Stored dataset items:
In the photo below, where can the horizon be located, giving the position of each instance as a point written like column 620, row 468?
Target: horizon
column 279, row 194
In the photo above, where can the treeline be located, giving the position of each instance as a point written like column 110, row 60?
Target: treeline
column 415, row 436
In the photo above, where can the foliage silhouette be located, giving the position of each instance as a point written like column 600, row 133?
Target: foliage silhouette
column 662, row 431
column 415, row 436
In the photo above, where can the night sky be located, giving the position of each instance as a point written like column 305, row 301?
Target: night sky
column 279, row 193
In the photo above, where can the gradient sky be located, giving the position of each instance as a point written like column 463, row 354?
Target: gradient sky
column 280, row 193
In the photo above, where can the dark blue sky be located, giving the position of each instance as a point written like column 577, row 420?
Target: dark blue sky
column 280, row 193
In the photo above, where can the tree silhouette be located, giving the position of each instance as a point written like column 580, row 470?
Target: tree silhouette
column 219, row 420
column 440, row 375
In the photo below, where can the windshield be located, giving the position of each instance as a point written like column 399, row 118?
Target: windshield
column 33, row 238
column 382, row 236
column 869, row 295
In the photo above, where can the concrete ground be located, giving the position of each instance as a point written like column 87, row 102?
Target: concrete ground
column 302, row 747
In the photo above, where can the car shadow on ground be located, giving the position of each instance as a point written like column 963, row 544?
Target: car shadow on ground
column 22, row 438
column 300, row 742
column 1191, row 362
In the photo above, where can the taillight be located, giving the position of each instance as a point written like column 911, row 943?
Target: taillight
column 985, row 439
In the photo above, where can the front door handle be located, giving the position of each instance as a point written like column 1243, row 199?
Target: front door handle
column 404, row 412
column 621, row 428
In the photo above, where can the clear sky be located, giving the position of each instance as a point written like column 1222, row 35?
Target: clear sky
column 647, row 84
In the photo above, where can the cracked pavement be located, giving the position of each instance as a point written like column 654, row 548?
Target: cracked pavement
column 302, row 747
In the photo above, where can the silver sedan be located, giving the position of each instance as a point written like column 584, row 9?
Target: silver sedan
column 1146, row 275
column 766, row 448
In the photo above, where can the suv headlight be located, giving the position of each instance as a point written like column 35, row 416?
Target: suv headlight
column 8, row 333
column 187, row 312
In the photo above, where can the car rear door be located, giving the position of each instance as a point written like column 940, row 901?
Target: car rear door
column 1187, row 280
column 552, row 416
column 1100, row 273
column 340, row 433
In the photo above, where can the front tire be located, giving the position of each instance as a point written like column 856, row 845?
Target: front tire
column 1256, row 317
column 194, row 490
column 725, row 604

▶ AIM
Reproduce all of the records above word for word, with no changes.

▶ TASK RESPONSE
In the photo below, where can the horizon be located, giving the position of each instance as a point written like column 620, row 468?
Target: horizon
column 279, row 194
In the photo above, where can the treeline be located, giving the position of each instance as a point written like column 110, row 60?
Target: treeline
column 415, row 436
In the photo above, where can the foliage silhouette be located, giving the position of each instance as a point written like column 600, row 133?
Target: foliage silhouette
column 662, row 431
column 415, row 436
In the photo above, where can the night sky be located, giving the position of each instance as a point written like column 305, row 301?
Target: night sky
column 279, row 193
In the photo above, where can the gradient sky be located, giving the position of each instance as a point written like column 463, row 354?
Target: gradient sky
column 280, row 193
In the photo above, where can the dark blue sky be located, giving the position of each instance as a point written like column 577, row 420?
Target: dark blue sky
column 280, row 193
In the photo above, where can the tree silhouette be located, giving the position of each instance as a point written like column 580, row 470?
Target: tree silhouette
column 219, row 420
column 440, row 375
In the photo below, where can the windshield be located, giving the position of each instance as a point written like column 399, row 118?
Target: windshield
column 33, row 238
column 382, row 236
column 869, row 295
In the photo above, where can the concrete ground be located, giving the position of each instance as a point written like column 87, row 102?
Target: concrete ground
column 302, row 747
In the photo above, where can the car shadow on ground be located, giving the position of each instance as a point written like column 963, row 544?
Target: car shadow on ground
column 22, row 438
column 300, row 742
column 1191, row 362
In the photo above, where can the taillight be located, giving the position of each instance as a point written like column 911, row 943?
Target: taillight
column 985, row 439
In the photo above, where can the front door handle be located, giving the position of each instance as a point written like column 1243, row 199?
Target: front door handle
column 404, row 412
column 621, row 428
In the photo above, where can the clear sky be located, giving the position of each instance as a point written like column 1222, row 35?
Target: clear sky
column 647, row 84
In the photo above, where can the cracked pavement be located, giving the position of each instance as a point written like column 654, row 548?
Target: cracked pavement
column 302, row 747
In the photo above, where can the silver sedan be located, giving the position of each instance as a point written like column 584, row 9?
Target: silver sedan
column 1146, row 275
column 766, row 448
In the photo above, where can the suv headlight be located, giving the position of each instance as a point written like column 35, row 416?
Target: suv headlight
column 8, row 333
column 187, row 312
In the photo above, where can the car rear door be located, giving the position of each instance as a point written like column 940, row 901?
Target: car rear door
column 1187, row 280
column 552, row 416
column 1100, row 273
column 340, row 433
In the photo above, where can the front tire be located, giving the position of each instance as a point written like column 856, row 845?
Target: front tire
column 1256, row 317
column 194, row 490
column 725, row 604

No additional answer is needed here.